*Objetivos*.
**1.** Según el pasaje sobre la economía japonesa, ¿a qué nivel redujo el Banco de Japón la tasa interbancaria a comienzos de 1987?
**2.** Prosigue el texto sobre la crisis económica de Japón a partir de su última oración.

Gastar más, consumir más, endeudarse más, buscando salvar a la economía de la depresión a la que un creciente nivel de gasto, consumo y deuda la han llevado, va en contra del sentido común y de toda lógica económica. Japón lo sabe bien, y ahora Europa también.

El Gobierno del Sol Naciente ya lleva casi veinte años intentando infructuosamente resucitar su moribunda economía, luego del colapso financiero e inmobiliario al que, indirectamente, el Acuerdo del Plaza, en 1985, condujo. Tal acuerdo, se recordará, buscaba que el dólar se deprecie, principalmente, en relación al yen japonés, y así, en teoría, cerrar el creciente déficit comercial norteamericano. El yen, entonces, se apreció, lo que afectó negativamente al sector exportador, reduciendo a la mitad el crecimiento económico del año siguiente. Esto llevó a que el Banco de Japón optara por una política monetaria expansiva, que a comienzos de 1987 reducía a la mitad, a 2,5%, la tasa interbancaria. Con el costo del crédito por los suelos, y como es “natural”, una creciente especulación terminó por inflar los precios de los activos financieros y de los bienes inmuebles. En 1985, el índice del mercado de valores, el Nikkei 225, fluctuaba alrededor de los 11.000 puntos, mientras que el índice de precios del sector de bienes raíces comerciales, en las seis ciudades más grandes, lo hacía alrededor de los 150. Cinco años más tarde, y gracias a la generosidad de la política monetaria expansiva del Banco de Japón, estos índices se disparaban verticalmente más de 230%.

Extractos de datos de etiquetado de ubicaciones
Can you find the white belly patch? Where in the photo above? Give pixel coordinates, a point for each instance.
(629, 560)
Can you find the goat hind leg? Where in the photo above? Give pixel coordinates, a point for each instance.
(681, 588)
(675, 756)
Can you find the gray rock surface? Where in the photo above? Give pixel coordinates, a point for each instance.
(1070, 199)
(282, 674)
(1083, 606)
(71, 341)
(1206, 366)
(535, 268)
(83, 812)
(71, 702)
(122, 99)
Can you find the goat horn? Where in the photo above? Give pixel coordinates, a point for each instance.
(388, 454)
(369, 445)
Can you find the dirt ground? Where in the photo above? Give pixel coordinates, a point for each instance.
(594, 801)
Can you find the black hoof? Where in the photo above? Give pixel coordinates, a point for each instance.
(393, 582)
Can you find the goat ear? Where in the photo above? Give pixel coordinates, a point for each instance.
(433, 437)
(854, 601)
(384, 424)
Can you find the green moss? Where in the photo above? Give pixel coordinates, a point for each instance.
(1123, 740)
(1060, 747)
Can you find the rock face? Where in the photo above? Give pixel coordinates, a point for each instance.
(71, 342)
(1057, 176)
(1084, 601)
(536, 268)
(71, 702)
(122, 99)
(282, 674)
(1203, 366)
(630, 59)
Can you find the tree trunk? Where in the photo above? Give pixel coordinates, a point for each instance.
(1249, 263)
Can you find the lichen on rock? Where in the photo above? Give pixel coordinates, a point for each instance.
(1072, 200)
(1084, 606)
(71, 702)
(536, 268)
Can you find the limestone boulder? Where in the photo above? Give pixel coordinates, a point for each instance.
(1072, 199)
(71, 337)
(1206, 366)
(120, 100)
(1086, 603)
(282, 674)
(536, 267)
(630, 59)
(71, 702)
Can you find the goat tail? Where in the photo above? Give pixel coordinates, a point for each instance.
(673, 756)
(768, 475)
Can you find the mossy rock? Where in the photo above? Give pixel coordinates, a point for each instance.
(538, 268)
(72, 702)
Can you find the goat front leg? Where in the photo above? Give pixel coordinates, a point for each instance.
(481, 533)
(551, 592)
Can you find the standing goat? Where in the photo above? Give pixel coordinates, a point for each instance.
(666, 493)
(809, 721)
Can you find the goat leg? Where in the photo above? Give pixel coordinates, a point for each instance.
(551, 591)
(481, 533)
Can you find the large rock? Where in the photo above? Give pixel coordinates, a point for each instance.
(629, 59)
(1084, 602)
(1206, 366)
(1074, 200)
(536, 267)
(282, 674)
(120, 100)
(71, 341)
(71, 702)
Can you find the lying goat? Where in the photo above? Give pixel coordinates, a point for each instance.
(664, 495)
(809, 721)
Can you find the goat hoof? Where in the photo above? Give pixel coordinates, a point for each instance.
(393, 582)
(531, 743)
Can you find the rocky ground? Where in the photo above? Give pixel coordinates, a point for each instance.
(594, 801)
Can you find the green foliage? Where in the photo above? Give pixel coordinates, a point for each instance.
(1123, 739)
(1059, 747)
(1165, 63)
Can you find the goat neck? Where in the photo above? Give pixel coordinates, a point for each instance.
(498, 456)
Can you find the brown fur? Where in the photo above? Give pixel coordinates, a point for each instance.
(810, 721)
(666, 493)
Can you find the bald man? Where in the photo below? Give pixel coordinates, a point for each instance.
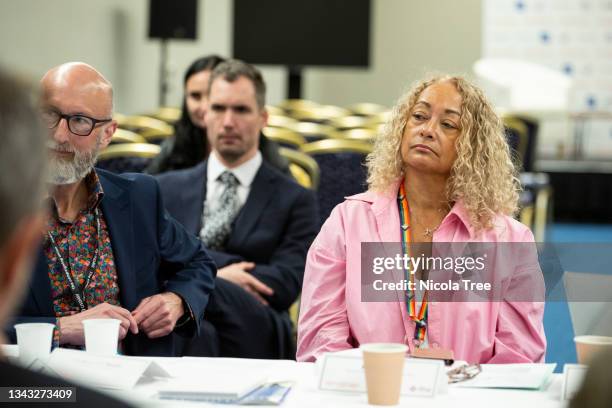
(109, 249)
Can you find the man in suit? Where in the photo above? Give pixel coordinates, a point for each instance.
(22, 165)
(256, 222)
(109, 250)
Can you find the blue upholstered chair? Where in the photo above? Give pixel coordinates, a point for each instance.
(127, 157)
(342, 170)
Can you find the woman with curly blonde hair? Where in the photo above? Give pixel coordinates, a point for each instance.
(441, 172)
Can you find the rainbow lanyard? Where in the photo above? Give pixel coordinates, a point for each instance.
(420, 317)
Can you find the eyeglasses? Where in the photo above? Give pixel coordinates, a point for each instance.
(80, 125)
(463, 373)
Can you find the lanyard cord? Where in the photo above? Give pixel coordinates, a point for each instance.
(420, 317)
(79, 294)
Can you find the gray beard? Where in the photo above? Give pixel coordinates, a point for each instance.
(68, 172)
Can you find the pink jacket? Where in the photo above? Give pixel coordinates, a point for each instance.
(333, 317)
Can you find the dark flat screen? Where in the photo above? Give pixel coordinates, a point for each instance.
(302, 32)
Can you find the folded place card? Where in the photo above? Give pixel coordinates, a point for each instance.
(344, 372)
(511, 376)
(109, 372)
(573, 377)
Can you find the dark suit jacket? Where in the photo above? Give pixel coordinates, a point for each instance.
(14, 376)
(274, 228)
(153, 254)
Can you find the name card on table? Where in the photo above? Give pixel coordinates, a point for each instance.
(573, 376)
(345, 372)
(110, 372)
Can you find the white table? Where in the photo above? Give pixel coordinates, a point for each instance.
(305, 392)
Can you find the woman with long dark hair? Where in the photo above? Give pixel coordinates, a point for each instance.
(189, 146)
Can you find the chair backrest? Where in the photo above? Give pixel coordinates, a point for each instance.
(342, 170)
(367, 109)
(314, 131)
(364, 134)
(517, 135)
(127, 157)
(284, 137)
(153, 130)
(303, 168)
(126, 136)
(168, 114)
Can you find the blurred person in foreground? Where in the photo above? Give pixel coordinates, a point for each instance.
(440, 173)
(22, 164)
(595, 391)
(109, 250)
(190, 145)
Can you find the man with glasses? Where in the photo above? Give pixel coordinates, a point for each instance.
(109, 248)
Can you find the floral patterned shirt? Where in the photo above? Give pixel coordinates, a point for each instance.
(77, 242)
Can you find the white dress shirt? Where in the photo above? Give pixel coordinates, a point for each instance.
(245, 173)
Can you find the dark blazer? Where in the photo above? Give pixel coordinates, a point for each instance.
(153, 254)
(274, 228)
(14, 376)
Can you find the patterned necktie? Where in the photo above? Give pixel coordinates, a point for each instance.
(218, 223)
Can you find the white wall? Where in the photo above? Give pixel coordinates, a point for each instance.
(408, 39)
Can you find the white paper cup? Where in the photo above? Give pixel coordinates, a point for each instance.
(101, 336)
(34, 341)
(588, 346)
(384, 365)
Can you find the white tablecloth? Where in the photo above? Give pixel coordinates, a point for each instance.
(305, 393)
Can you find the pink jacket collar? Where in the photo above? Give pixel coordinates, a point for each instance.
(384, 207)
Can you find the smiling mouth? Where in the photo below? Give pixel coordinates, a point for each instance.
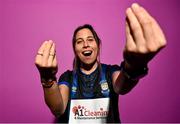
(87, 53)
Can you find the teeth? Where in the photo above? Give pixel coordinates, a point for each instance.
(87, 53)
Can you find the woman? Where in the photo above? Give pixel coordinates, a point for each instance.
(90, 92)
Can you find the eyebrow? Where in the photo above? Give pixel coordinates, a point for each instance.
(87, 37)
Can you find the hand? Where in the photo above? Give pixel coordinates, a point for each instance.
(144, 37)
(46, 61)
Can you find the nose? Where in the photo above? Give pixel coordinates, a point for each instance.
(86, 44)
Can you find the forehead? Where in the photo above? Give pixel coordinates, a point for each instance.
(84, 33)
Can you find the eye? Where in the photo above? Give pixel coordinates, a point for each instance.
(90, 39)
(79, 42)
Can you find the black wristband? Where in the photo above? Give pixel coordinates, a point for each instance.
(135, 74)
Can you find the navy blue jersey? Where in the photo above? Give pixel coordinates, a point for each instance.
(89, 87)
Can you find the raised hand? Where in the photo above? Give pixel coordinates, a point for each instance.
(144, 37)
(46, 61)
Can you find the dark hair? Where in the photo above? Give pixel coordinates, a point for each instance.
(76, 61)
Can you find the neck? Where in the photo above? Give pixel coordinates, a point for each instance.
(88, 68)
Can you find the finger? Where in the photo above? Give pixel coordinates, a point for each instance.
(54, 63)
(130, 45)
(158, 33)
(39, 55)
(146, 23)
(135, 27)
(51, 55)
(46, 53)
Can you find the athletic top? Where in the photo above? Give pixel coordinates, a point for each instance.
(92, 97)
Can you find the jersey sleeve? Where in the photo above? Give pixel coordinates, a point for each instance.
(65, 78)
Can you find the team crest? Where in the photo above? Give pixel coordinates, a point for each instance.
(104, 86)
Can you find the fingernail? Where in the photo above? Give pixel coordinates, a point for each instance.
(135, 6)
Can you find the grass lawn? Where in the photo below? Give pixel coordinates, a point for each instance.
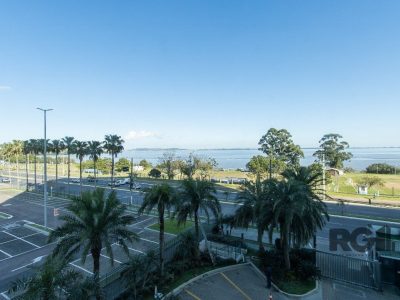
(172, 227)
(296, 287)
(347, 184)
(189, 275)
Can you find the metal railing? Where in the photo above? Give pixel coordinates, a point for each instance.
(349, 269)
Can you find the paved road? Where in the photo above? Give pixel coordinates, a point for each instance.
(333, 207)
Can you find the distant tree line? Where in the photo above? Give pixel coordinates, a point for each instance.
(382, 168)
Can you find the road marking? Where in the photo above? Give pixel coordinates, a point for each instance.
(191, 294)
(16, 239)
(79, 267)
(21, 239)
(141, 221)
(150, 241)
(167, 233)
(365, 219)
(120, 262)
(5, 296)
(5, 253)
(136, 250)
(35, 260)
(235, 286)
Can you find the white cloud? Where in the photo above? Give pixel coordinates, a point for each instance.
(5, 88)
(141, 134)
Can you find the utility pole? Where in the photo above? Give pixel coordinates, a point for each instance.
(131, 181)
(323, 175)
(45, 165)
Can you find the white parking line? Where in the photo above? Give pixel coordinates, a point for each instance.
(167, 233)
(136, 250)
(142, 221)
(79, 267)
(149, 241)
(5, 296)
(120, 262)
(5, 253)
(21, 239)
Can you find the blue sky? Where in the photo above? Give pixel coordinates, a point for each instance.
(200, 74)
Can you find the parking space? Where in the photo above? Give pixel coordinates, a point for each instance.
(15, 239)
(147, 241)
(22, 246)
(242, 282)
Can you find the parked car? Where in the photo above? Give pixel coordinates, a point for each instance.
(91, 179)
(116, 182)
(136, 186)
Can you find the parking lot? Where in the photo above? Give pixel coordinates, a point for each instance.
(241, 282)
(22, 245)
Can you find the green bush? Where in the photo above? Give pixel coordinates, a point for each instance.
(155, 173)
(380, 169)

*Respuestas*.
**1.** La redujo a la mitad, a 2,5%.

**2.**
Toda burbuja especulativa acaba mal: o revienta, si el banco central reduce súbita y drásticamente la liquidez, o pierde aire en forma gradual. En uno y otro caso se destruye la ilusión de prosperidad a la que una artificial expansión del dinero y del crédito condujo. Pues bien, ya que el Banco de Japón estaba al tanto de la inexistencia de una tercera alternativa, optó por que ésta pierda aire en forma gradual, y elevó la tasa interbancaria cinco veces, de 2,5% en 1987 a 8% en 1991. Este encarecimiento del crédito, como era de esperar, acabó con la especulación en los mercados, y desde el punto máximo alcanzado en 1990, uno y otro índice aquí mencionado pierde ya un 80% de su valor. Y si a estos índices les va mal, a la economía en su conjunto no le va menos mal: el PBI real, en la década de los noventa, ha crecido a una tasa promedio anual de 0,9%, la que ha pasado a ser negativa desde 1998.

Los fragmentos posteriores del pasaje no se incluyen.